▸ **PROVIDED ENTRIES**
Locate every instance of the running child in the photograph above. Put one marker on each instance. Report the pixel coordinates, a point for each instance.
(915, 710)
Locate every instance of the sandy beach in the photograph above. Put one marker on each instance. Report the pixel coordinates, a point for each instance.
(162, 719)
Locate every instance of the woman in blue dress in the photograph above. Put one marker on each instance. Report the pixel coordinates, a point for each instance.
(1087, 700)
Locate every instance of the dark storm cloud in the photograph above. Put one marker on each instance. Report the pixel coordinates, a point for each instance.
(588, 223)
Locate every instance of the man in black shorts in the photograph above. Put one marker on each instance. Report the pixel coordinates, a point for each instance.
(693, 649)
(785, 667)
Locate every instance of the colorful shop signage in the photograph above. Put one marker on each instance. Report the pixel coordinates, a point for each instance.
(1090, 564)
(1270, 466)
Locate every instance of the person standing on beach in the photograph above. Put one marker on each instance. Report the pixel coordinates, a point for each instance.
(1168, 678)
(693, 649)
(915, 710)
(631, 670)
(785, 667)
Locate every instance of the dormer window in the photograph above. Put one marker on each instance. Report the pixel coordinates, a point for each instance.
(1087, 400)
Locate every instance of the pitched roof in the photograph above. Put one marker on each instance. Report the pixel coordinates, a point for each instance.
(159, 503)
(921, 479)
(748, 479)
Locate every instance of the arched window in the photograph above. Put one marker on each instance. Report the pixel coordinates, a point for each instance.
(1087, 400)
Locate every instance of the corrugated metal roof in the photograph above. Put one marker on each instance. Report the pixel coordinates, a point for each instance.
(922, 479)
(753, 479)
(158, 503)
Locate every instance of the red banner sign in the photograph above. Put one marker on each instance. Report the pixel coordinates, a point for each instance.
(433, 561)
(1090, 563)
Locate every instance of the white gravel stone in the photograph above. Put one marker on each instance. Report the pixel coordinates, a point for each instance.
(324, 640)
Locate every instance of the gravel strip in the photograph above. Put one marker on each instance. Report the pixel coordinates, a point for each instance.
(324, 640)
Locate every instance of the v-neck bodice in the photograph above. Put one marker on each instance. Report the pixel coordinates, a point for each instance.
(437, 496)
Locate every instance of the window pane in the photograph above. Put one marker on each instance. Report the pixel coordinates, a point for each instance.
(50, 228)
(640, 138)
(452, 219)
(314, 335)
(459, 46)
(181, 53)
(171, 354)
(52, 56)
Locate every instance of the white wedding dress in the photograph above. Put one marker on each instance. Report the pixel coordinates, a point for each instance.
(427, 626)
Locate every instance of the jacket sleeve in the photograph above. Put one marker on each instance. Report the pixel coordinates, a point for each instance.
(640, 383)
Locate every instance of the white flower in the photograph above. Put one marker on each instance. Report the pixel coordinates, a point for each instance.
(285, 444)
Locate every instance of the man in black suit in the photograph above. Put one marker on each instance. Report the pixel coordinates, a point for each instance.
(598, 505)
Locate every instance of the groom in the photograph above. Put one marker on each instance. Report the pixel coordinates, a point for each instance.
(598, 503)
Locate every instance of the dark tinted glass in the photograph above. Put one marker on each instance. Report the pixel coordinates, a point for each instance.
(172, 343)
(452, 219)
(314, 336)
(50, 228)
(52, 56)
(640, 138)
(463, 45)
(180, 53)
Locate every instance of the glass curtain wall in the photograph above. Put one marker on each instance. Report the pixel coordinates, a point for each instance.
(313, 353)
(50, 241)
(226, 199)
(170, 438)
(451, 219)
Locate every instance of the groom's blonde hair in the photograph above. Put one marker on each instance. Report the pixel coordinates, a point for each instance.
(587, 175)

▸ **EXERCISE BRIEF**
Write the whole listing out again. Keep every line exactly as it is.

▸ **ANSWER SECTION**
Locate every instance of the running child in the photograph above. Put one marker on each instance. Report the pixel coordinates, a point for each instance.
(915, 710)
Locate every instance of the sandy beach in the photograph above. Put one marker on each instance. Report the pixel coordinates, a point for each instance.
(162, 719)
Locate every instance of the woman in blue dress in the photograph above. Put one marker on each instance. Report the pixel coordinates, a point for each instance.
(1087, 700)
Locate every instance of the dark storm cloud in the photograph above. Put one marker on each instance. Report the pixel coordinates, a point for each instance.
(588, 223)
Locate every instance of the man in black shorts in the photograph above. Put one marker on each instance. Report the pixel coordinates, a point for each instance.
(693, 649)
(785, 667)
Locate every instance of the colorful shop signage in the photograph above. Put one marker on each instance. Report the pixel coordinates, a point for each instance.
(1090, 564)
(1270, 466)
Locate every instance of the person standing on beach in the photograph above. Put one marker on each instance. Report the pixel coordinates, a point for each instance.
(1168, 678)
(693, 649)
(915, 710)
(631, 670)
(785, 667)
Locate every instance of the dormer window in the photograph above. Put one marker on each instance. Report the pixel coordinates, a point for each instance.
(1087, 400)
Locate every instance of the pitched roof in the photograph above. Put one marker on each instance. Report the pixel coordinates, a point for each instance.
(159, 503)
(921, 479)
(748, 479)
Locate every instance of the arched window in the photograph above. Put one marker on each instance. Report the pixel coordinates, a point for each instance.
(1087, 400)
Locate every instance of the corrugated metal roof in the photograph above. Put one marker on each instance. Report the pixel coordinates, a point for each instance.
(922, 479)
(753, 479)
(158, 503)
Locate every instance of the red banner sign in the photograph above. Put one marker on each instance. Report the pixel coordinates, a point for each instance.
(433, 561)
(1090, 563)
Locate every instance of the white gravel stone in the photograph above. Put one marker on each instance. Report the pixel coordinates, a point for each instance.
(324, 640)
Locate every instance of the gravel strip in the photograph above. Put one marker on each instance. Report the pixel coordinates, a point for each instance.
(324, 640)
Locate every instance of the v-neck bodice in the photograph above. Put one marker on each instance. Report the pixel coordinates, a point for each instance.
(437, 496)
Locate every instance of the window pane in the photograph above. Put one marker on each instance. Report the pixel coordinates, a point for each instance.
(50, 228)
(640, 138)
(452, 219)
(314, 335)
(459, 46)
(181, 53)
(171, 354)
(52, 56)
Locate every instance of the white wedding dress in the photograph above. Put one marker on each instance. Report the pixel coordinates, a point for each instance.
(427, 626)
Locate every instance of the jacket sleeve in the photograph above. Put one marker on each instance. Report the pixel coordinates, a point for each instance.
(640, 383)
Locate every instance of the white flower in the photograph above. Put one marker on each instance. Report the pixel coordinates, a point for each instance.
(285, 444)
Locate every instance of the man in black suit in the photograph above. Put one marker on each instance. Report the pixel coordinates, a point for each instance.
(598, 505)
Locate every instance of the groom in the photograph above. Put one marker on each instance. Report the pixel coordinates, a point for each instance.
(598, 503)
Locate every instance of the dark tinted glass in the photograph above. Put one marker on each instance. Report the pixel coordinates, a point for each instance.
(172, 343)
(452, 219)
(314, 336)
(50, 228)
(52, 56)
(640, 138)
(463, 45)
(180, 53)
Locate every instance of the glass curtain wall in the photograph above. Put one marker on each instance. Report the pixel coordinates, a point for each instance.
(313, 353)
(50, 241)
(226, 199)
(170, 438)
(451, 219)
Locate every instance of the groom's blonde hair in the photograph above. Put one marker on each instance. Report the pixel coordinates, a point for each instance.
(587, 175)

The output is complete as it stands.